Source records:
*-*-*

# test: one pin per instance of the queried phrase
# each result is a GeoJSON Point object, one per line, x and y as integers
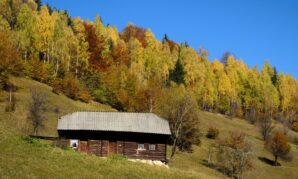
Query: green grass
{"type": "Point", "coordinates": [20, 159]}
{"type": "Point", "coordinates": [54, 102]}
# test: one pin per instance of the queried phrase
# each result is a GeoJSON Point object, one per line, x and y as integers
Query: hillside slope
{"type": "Point", "coordinates": [22, 159]}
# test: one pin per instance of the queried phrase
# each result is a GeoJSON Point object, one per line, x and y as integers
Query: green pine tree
{"type": "Point", "coordinates": [177, 74]}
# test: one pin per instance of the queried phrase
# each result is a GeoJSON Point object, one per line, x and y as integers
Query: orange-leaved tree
{"type": "Point", "coordinates": [278, 146]}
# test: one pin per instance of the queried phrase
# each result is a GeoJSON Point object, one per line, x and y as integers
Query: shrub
{"type": "Point", "coordinates": [31, 140]}
{"type": "Point", "coordinates": [294, 126]}
{"type": "Point", "coordinates": [278, 146]}
{"type": "Point", "coordinates": [116, 158]}
{"type": "Point", "coordinates": [234, 154]}
{"type": "Point", "coordinates": [212, 133]}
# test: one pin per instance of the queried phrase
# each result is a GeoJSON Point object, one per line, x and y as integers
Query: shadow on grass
{"type": "Point", "coordinates": [268, 161]}
{"type": "Point", "coordinates": [215, 167]}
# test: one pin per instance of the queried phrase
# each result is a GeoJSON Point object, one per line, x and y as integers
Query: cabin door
{"type": "Point", "coordinates": [112, 147]}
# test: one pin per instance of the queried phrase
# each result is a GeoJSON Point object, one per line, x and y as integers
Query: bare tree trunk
{"type": "Point", "coordinates": [150, 107]}
{"type": "Point", "coordinates": [25, 55]}
{"type": "Point", "coordinates": [275, 160]}
{"type": "Point", "coordinates": [77, 65]}
{"type": "Point", "coordinates": [10, 97]}
{"type": "Point", "coordinates": [57, 67]}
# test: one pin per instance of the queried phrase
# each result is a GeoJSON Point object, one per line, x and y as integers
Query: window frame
{"type": "Point", "coordinates": [74, 141]}
{"type": "Point", "coordinates": [141, 148]}
{"type": "Point", "coordinates": [152, 145]}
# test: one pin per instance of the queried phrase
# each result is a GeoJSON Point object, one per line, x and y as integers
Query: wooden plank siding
{"type": "Point", "coordinates": [104, 144]}
{"type": "Point", "coordinates": [104, 148]}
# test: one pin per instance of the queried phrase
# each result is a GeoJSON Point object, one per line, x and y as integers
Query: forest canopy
{"type": "Point", "coordinates": [88, 60]}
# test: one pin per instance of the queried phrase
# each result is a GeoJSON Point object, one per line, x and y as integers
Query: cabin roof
{"type": "Point", "coordinates": [115, 121]}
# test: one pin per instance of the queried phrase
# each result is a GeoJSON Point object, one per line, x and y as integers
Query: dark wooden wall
{"type": "Point", "coordinates": [106, 143]}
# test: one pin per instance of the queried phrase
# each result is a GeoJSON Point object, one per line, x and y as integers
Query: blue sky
{"type": "Point", "coordinates": [253, 30]}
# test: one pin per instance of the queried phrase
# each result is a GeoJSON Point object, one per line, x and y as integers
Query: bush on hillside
{"type": "Point", "coordinates": [212, 133]}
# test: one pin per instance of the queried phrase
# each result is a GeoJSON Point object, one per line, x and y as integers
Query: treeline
{"type": "Point", "coordinates": [132, 70]}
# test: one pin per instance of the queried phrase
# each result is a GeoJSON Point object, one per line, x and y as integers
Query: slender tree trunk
{"type": "Point", "coordinates": [48, 55]}
{"type": "Point", "coordinates": [77, 65]}
{"type": "Point", "coordinates": [275, 160]}
{"type": "Point", "coordinates": [174, 146]}
{"type": "Point", "coordinates": [25, 55]}
{"type": "Point", "coordinates": [57, 67]}
{"type": "Point", "coordinates": [150, 108]}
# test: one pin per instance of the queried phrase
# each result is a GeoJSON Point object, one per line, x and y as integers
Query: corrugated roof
{"type": "Point", "coordinates": [115, 121]}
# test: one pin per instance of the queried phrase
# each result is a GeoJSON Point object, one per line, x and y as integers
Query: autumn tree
{"type": "Point", "coordinates": [10, 63]}
{"type": "Point", "coordinates": [37, 107]}
{"type": "Point", "coordinates": [234, 154]}
{"type": "Point", "coordinates": [82, 54]}
{"type": "Point", "coordinates": [278, 146]}
{"type": "Point", "coordinates": [181, 110]}
{"type": "Point", "coordinates": [26, 22]}
{"type": "Point", "coordinates": [177, 74]}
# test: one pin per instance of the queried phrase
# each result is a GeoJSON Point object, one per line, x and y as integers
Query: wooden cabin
{"type": "Point", "coordinates": [135, 135]}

*-*-*

Exercise brief -
Please count the lines in the items above that contain the word "grass" and reply with that number alone.

In response -
2